# Given request
Pictures stay out; everything else in the records below is copied exactly.

# Source material
>>
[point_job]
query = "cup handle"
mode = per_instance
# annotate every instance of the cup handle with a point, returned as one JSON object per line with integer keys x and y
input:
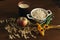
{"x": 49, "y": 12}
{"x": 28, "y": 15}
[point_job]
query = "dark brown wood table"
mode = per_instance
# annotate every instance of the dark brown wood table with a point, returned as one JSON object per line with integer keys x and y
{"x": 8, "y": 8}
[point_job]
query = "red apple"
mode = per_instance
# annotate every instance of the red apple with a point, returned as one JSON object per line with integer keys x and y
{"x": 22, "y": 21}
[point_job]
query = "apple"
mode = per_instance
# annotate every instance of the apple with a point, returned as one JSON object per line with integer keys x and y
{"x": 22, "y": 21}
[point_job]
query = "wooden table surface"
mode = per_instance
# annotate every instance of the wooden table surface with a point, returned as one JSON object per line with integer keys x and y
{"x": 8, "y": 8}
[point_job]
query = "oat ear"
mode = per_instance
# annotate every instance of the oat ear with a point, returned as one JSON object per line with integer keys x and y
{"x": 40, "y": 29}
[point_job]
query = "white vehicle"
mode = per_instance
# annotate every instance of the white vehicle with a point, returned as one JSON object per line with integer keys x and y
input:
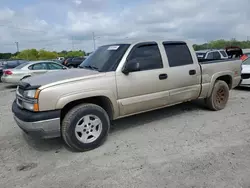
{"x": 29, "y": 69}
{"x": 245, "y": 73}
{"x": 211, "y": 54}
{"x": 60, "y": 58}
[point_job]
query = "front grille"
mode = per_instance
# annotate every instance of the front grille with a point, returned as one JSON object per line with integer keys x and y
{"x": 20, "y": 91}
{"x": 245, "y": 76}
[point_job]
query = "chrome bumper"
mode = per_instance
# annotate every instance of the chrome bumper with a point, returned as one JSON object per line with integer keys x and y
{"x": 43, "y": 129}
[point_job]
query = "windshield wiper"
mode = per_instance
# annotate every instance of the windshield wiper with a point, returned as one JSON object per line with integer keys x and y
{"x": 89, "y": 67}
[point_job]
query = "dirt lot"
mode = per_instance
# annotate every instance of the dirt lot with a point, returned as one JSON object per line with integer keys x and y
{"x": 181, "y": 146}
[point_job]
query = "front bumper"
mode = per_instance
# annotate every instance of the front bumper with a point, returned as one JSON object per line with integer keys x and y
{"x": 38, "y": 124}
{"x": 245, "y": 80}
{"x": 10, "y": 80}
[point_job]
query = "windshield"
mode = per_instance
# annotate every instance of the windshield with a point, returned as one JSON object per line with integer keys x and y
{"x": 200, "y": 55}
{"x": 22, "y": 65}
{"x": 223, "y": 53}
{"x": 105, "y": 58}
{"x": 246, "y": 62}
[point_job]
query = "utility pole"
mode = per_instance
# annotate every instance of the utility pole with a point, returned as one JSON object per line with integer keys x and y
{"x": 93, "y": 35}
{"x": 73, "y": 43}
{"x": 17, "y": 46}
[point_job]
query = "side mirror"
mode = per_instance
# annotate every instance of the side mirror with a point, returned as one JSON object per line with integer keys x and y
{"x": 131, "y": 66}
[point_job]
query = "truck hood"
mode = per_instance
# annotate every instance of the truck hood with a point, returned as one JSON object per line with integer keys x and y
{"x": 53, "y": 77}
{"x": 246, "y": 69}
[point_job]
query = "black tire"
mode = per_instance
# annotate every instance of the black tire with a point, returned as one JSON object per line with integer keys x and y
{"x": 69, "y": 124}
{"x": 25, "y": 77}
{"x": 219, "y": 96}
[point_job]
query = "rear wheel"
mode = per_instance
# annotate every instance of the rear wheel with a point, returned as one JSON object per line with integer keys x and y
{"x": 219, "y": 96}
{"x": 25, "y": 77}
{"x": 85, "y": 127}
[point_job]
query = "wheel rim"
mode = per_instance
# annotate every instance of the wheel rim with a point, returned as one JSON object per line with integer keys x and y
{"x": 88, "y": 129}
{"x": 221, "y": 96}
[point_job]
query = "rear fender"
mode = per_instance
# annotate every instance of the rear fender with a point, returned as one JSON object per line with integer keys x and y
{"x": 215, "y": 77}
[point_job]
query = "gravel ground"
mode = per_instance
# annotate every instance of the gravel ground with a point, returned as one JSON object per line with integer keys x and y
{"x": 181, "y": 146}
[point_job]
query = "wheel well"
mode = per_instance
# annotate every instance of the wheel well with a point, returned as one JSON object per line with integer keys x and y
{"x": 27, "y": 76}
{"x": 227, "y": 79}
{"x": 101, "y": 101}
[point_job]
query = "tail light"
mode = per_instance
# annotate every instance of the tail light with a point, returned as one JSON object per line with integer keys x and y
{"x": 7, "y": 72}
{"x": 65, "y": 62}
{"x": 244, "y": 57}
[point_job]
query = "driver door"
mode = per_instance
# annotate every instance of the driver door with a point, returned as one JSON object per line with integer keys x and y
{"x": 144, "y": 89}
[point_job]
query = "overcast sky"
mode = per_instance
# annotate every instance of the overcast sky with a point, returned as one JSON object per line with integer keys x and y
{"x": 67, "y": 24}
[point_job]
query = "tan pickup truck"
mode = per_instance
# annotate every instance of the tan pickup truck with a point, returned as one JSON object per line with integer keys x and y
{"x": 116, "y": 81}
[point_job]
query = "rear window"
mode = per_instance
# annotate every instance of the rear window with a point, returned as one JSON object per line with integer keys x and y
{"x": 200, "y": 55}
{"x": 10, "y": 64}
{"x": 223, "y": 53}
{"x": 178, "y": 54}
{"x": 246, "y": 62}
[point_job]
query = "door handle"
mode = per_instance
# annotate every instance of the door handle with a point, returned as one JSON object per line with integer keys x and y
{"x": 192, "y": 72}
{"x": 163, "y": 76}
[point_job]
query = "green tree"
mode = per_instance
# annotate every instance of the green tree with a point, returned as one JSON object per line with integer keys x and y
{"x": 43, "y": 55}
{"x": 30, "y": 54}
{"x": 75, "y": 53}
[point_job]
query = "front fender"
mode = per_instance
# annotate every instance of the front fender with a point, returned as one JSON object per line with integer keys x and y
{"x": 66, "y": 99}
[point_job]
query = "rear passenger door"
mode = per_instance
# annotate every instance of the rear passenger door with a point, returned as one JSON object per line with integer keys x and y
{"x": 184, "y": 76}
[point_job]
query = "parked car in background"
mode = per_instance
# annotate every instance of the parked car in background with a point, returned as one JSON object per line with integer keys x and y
<<
# Completed exercise
[point_job]
query = "cup handle"
mode = per_instance
# annotate every instance of the cup handle with a point, returned as one JSON object per line with integer keys x and y
input:
{"x": 49, "y": 12}
{"x": 28, "y": 15}
[point_job]
query = "dark brown wood table"
mode = per_instance
# annotate every instance of the dark brown wood table with a point, returned as one JSON object per line with integer keys x and y
{"x": 8, "y": 8}
[point_job]
query = "red apple"
mode = per_instance
# annotate every instance of the red apple with a point, returned as one JSON object per line with integer keys x and y
{"x": 22, "y": 21}
[point_job]
query = "apple"
mode = per_instance
# annotate every instance of the apple with a point, returned as one JSON object per line with integer keys x and y
{"x": 22, "y": 21}
[point_job]
query = "wooden table surface"
mode = per_instance
# annotate every instance of the wooden table surface with a point, returned as one JSON object per line with integer keys x and y
{"x": 8, "y": 8}
[point_job]
query = "oat ear"
mode = per_instance
# annotate every instance of the oat ear with a point, returned as one JSON object per line with integer keys x and y
{"x": 40, "y": 29}
[point_job]
query = "white vehicle"
mode = per_instance
# annotate every instance of the white vehicle with a point, returned as one JSON object per line with integer keys x and y
input:
{"x": 29, "y": 69}
{"x": 245, "y": 73}
{"x": 211, "y": 54}
{"x": 60, "y": 58}
[point_job]
query = "front grille"
mode = per_instance
# annotate every instance of the front grille with a point, returned as one JSON object per line with integer keys x and y
{"x": 20, "y": 91}
{"x": 245, "y": 76}
[point_job]
query = "chrome bumper"
mode = per_instance
# annotate every instance of the chrome bumper with a point, returned as one JSON object per line with integer keys x and y
{"x": 43, "y": 129}
[point_job]
query = "windshield wiper"
mode = per_instance
# annotate every instance of the windshield wiper with a point, returned as one JSON object per line with integer keys x and y
{"x": 89, "y": 67}
[point_job]
query = "dirt lot"
mode = per_instance
# annotate every instance of the dirt lot with a point, returned as one JSON object per line with integer keys x and y
{"x": 181, "y": 146}
[point_job]
query = "front bumper"
mode = per_instance
# annotate every instance of the front bumper with a point, returned as one JSON object per line with integer keys x and y
{"x": 38, "y": 124}
{"x": 245, "y": 80}
{"x": 10, "y": 80}
[point_job]
query = "windshield"
mode = per_instance
# annotate every instance of the windshield with a point, returned as one JSON object per line with integer keys x and y
{"x": 200, "y": 55}
{"x": 22, "y": 65}
{"x": 223, "y": 53}
{"x": 105, "y": 58}
{"x": 246, "y": 62}
[point_job]
query = "utility pole"
mode = per_instance
# annotate every instance of the utility pole with a point, returned as one JSON object per line with integer keys x and y
{"x": 93, "y": 35}
{"x": 73, "y": 43}
{"x": 17, "y": 46}
[point_job]
query = "side mirror"
mode = per_instance
# annotate every instance of the side mirror with a point, returned as one JSON object per line with integer keys x and y
{"x": 131, "y": 66}
[point_job]
query = "truck hood"
mode = per_instance
# annotate every instance of the truck hood with a point, returned as one JSON object per line with integer keys x and y
{"x": 53, "y": 77}
{"x": 246, "y": 69}
[point_job]
query = "black tire"
mode = per_instance
# annotate every instance of the black tire with a point, returned as one JSON object per line with integer keys x and y
{"x": 69, "y": 124}
{"x": 25, "y": 77}
{"x": 219, "y": 96}
[point_job]
query = "rear wheel"
mode = per_instance
# annotate every instance of the rear wheel with a point, returned as one JSON object per line with integer keys x and y
{"x": 219, "y": 96}
{"x": 25, "y": 77}
{"x": 85, "y": 127}
[point_job]
query = "wheel rim"
mode = per_instance
# annotate every instance of the wheel rim with a point, returned as one JSON object per line with integer keys x and y
{"x": 88, "y": 129}
{"x": 221, "y": 96}
[point_job]
query = "rear fender"
mode = per_instance
# annotate every instance of the rear fender with a point, returned as one JSON object per line with integer keys x and y
{"x": 215, "y": 77}
[point_job]
query = "gravel ground"
mode = per_instance
# annotate every instance of the gravel ground with a point, returned as one JSON object per line with integer keys x and y
{"x": 181, "y": 146}
[point_job]
query = "wheel well"
mode = per_instance
# annotate every instance of the wheel well with a point, returned as one JSON object per line with integer keys x and y
{"x": 27, "y": 76}
{"x": 227, "y": 79}
{"x": 101, "y": 101}
[point_job]
query = "tail light"
mode = per_instance
# annotate every instance of the tail light with a point, returned as one JSON object per line with integer keys x and y
{"x": 7, "y": 72}
{"x": 65, "y": 62}
{"x": 244, "y": 57}
[point_job]
query = "driver door"
mode = per_instance
# annotate every instance of the driver door with a point, returned as one JSON object per line with integer keys x and y
{"x": 144, "y": 89}
[point_job]
query = "overcast sky"
mode = per_instance
# annotate every instance of the overcast sky with a point, returned as one JSON object per line with integer keys x and y
{"x": 67, "y": 24}
[point_job]
query = "tan pickup truck"
mode = per_instance
# annotate every instance of the tan pickup truck with a point, returned as one JSON object per line with integer keys x and y
{"x": 116, "y": 81}
[point_job]
query = "rear window"
mode = per_instance
# annotate every instance of the rear window with a point, returned as one JSON object per line with integer keys x and y
{"x": 200, "y": 55}
{"x": 10, "y": 64}
{"x": 223, "y": 53}
{"x": 178, "y": 54}
{"x": 246, "y": 62}
[point_job]
query = "door handle"
mode = per_instance
# annotate every instance of the door handle with a point, returned as one JSON object per line with integer keys x and y
{"x": 192, "y": 72}
{"x": 163, "y": 76}
[point_job]
query = "green tree"
mode = per_instance
# annotate every instance of the green tree with a point, returned as one JSON object per line with integer keys x and y
{"x": 43, "y": 55}
{"x": 30, "y": 54}
{"x": 75, "y": 53}
[point_job]
query = "front fender"
mode = per_instance
# annotate every instance of the front fender with a point, returned as one JSON object per line with integer keys x and y
{"x": 66, "y": 99}
[point_job]
query = "rear passenger door"
mode = per_instance
# annotate every instance of the rear passenger door with a point, returned as one JSON object per line with integer keys x and y
{"x": 184, "y": 76}
[point_job]
query = "parked car in background"
mode = per_instance
# annotate every instance of the parked car in background with a point, returned as one JSON object per line with integer keys x and y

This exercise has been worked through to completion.